• **Written request**: Please rewrite the listing below with "wildlife tally" replaced by "animal count" wherever it occurs, keeping everything else the same.

━━━━━ Records supplied

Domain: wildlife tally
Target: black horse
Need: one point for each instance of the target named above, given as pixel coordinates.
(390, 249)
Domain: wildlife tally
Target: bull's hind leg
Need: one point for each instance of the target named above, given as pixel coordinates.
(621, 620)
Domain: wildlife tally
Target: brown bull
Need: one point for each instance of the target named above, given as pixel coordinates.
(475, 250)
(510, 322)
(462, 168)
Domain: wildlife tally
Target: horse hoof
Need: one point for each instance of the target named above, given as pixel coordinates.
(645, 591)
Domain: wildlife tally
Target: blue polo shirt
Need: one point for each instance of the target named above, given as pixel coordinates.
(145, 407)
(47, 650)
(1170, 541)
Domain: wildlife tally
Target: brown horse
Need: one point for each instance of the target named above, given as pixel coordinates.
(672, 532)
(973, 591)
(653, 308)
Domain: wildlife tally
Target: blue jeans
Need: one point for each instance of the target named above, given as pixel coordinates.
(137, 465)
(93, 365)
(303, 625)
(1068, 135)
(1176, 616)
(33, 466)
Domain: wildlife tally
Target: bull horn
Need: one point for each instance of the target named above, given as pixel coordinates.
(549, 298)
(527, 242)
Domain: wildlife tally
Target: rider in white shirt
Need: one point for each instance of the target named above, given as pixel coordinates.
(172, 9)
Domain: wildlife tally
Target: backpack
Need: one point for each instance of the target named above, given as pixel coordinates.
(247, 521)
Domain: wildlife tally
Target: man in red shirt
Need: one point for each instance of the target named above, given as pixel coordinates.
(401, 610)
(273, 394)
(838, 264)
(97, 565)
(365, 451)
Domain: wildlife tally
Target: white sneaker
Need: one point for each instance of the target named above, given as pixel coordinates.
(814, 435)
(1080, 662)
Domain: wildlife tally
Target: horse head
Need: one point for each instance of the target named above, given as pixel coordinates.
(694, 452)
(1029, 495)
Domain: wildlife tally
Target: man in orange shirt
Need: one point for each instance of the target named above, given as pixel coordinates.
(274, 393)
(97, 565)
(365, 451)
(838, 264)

━━━━━━━━━━

• **Task solution**:
Domain: animal count
Target: black horse
Need: one point for each instance of the target named above, given as pixel coordinates.
(390, 249)
Domain: animal count
Target: bull's hind leg
Need: one point for each instance of the target named above, given as pixel coordinates.
(621, 620)
Domain: animal count
Target: brown bull
Need: one point for each instance of the target named above, given as pixel coordinates.
(475, 250)
(510, 322)
(462, 168)
Domain: animal count
Target: horse hoof
Need: one point for each instance of the target named above, given as pixel coordinates.
(645, 591)
Domain: animal count
Target: blue polo shirt
Need: one point for each instance of the target named above, given as pixel coordinates.
(145, 407)
(47, 650)
(1170, 541)
Domain: animal count
Target: brown horse
Need: one point for each instance of the target named above, given as pixel coordinates.
(672, 532)
(973, 591)
(653, 308)
Domain: animal count
Target: blue jeans
Need: one point for each instance of the target named above, given as pixel coordinates.
(137, 465)
(93, 365)
(303, 625)
(1068, 135)
(1176, 616)
(33, 466)
Domain: animal count
Target: bull horn
Need: one point for each instance of the target named above, given as pixel coordinates.
(549, 298)
(527, 242)
Domain: animal count
Target: rider in white shirt
Need: one point for each instance of the target named above, given as pixel coordinates.
(172, 9)
Domain: animal count
Target: backpack
Need: one point for each instance of the target named above, given as pixel coordinates.
(247, 521)
Domain: animal count
Target: man in red shirt
Need: one point for each instance of the target named above, given as pixel coordinates.
(401, 610)
(273, 394)
(838, 264)
(97, 565)
(365, 451)
Domain: animal count
Target: white sneaker
Need: one point for each instance of the target named above, given as pixel coordinates.
(814, 435)
(1080, 662)
Domain: animal count
Target: horse head
Need: one point for each instance of the target named above, given as pixel coordinates.
(694, 452)
(1029, 495)
Domain: animal count
Target: man in orange shirt
Need: one point for each instance of the target named above, given as pixel coordinates.
(274, 393)
(97, 565)
(365, 451)
(838, 264)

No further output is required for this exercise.